## Selected passage
════════════════════
By Elizabeth M. Whelan, Sc.D., M.P.H.
Posted: Monday, November 29, 2004
EDITORIAL
Publication Date: November 25, 2004
FORTY-FIVE years ago this week, in November, 1959, most Americans cel ebrated Thanksgiving sans cranberry sauce. Earlier that month, a government health official had announced that traces of the weed killer aminotriazole — a chemical that caused cancer in rodents — had been found in the cranberry crop. The spokesman urged housewives to "be on the safe side" and refrain from buying cranberries because the rodent data suggested that the "contaminated" cranberries could pose a human cancer risk.
There was never any real health risk.
The cranberry scare of 1959 marked the beginning of a modern wave of "chemical phobia" and a government assault on synthetic chemicals that, at high doses, caused cancer in laboratory animals.
════════════════════
(Dataset entries)
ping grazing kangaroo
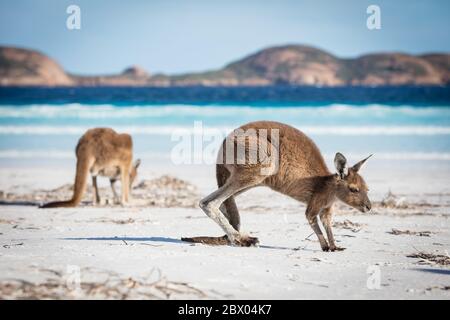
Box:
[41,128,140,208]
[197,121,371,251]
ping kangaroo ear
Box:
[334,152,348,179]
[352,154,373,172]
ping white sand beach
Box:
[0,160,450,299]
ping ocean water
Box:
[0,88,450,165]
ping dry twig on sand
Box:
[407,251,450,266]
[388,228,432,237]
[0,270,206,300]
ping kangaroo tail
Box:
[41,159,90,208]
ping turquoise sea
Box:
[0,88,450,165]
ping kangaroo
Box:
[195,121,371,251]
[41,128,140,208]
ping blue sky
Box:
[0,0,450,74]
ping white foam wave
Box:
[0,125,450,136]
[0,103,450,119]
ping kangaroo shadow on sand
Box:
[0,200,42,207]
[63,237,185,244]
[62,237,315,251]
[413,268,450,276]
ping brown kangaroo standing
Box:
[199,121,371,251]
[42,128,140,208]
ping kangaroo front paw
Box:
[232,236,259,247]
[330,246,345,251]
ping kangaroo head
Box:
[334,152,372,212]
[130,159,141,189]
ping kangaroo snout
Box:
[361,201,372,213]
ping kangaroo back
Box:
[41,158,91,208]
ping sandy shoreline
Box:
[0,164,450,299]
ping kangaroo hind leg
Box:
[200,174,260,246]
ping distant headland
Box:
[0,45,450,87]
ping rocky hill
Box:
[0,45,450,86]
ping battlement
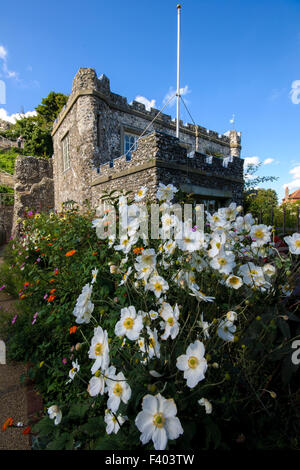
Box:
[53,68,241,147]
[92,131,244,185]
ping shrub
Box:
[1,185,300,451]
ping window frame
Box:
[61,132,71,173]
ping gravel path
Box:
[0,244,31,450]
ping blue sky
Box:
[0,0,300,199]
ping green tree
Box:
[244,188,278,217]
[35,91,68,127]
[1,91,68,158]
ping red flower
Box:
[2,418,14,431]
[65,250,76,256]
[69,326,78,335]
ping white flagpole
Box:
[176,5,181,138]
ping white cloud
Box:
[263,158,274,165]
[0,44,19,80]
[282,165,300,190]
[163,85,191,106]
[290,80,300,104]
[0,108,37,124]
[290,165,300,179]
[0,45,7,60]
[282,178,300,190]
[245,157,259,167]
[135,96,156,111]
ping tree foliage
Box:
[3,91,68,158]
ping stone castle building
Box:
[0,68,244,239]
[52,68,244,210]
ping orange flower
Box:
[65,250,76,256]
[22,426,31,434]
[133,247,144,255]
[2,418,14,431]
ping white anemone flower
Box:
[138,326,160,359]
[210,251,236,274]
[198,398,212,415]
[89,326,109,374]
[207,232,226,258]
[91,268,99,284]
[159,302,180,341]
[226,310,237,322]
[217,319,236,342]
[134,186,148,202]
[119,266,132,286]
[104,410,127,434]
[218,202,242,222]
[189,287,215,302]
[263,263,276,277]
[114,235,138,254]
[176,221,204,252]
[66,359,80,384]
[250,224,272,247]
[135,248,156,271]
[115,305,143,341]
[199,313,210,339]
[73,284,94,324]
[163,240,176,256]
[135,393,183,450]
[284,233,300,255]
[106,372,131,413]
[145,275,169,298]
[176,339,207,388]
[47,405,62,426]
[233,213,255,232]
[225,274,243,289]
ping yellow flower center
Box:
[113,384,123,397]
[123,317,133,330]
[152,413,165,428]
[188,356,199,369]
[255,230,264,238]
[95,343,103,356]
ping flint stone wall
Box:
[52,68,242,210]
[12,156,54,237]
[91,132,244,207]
════════════════════
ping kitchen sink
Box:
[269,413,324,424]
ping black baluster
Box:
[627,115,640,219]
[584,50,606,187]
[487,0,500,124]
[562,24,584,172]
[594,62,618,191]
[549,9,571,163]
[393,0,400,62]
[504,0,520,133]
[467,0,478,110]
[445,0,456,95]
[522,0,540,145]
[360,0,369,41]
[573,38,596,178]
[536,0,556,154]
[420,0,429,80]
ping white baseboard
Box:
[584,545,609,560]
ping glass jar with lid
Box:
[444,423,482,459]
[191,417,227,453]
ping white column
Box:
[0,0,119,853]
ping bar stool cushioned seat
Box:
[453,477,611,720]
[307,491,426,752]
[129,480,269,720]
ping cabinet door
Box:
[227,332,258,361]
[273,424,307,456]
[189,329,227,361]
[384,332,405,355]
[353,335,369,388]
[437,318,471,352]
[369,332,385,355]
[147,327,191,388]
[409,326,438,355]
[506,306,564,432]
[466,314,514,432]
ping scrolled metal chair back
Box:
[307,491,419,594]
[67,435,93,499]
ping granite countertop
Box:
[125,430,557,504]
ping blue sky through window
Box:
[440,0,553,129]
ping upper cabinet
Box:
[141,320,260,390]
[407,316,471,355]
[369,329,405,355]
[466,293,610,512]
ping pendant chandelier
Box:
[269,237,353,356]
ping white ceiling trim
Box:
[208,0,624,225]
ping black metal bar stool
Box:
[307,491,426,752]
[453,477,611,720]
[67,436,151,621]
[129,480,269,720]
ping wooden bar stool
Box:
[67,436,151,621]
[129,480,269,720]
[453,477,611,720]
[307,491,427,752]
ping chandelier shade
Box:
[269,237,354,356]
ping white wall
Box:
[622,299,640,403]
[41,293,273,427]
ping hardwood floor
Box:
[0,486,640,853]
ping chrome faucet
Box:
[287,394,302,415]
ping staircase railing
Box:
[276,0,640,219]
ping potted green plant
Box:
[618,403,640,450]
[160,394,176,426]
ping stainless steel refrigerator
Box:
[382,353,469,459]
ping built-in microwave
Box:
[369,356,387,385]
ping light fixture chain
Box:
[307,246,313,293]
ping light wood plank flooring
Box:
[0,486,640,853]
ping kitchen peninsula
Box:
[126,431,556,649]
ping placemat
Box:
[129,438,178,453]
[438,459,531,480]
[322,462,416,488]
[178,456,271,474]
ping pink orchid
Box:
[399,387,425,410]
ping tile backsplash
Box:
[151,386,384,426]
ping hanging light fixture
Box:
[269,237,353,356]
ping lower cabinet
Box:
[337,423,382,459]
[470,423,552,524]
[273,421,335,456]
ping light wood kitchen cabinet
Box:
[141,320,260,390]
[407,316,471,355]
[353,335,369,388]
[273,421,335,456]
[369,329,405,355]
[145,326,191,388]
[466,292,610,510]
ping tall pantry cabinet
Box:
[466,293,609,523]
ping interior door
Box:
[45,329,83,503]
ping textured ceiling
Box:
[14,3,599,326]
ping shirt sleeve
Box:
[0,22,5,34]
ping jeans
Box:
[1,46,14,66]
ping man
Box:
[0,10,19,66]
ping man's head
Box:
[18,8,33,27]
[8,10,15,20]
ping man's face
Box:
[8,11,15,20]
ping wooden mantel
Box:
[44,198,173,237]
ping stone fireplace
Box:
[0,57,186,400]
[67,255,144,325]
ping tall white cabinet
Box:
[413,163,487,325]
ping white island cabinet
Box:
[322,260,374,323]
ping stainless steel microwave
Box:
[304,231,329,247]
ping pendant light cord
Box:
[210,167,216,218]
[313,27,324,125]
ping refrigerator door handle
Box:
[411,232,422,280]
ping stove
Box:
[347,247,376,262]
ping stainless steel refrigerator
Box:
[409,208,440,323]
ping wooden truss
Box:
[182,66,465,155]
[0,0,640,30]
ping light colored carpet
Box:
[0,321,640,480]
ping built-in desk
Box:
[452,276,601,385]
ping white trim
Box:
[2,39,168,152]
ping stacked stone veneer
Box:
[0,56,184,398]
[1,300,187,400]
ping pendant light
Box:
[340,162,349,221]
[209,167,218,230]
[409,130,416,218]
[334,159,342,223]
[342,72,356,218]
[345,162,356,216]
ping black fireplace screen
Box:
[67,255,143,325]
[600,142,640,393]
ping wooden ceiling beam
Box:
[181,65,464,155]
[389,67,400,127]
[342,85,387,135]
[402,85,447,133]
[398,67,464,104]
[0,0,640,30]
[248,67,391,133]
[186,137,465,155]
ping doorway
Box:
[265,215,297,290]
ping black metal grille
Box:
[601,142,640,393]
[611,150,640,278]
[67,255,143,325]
════════════════════
## Task details
In the cranberry editorial, which weed killer was found in the 1959 cranberry crop?

## Completed exercise
Aminotriazole.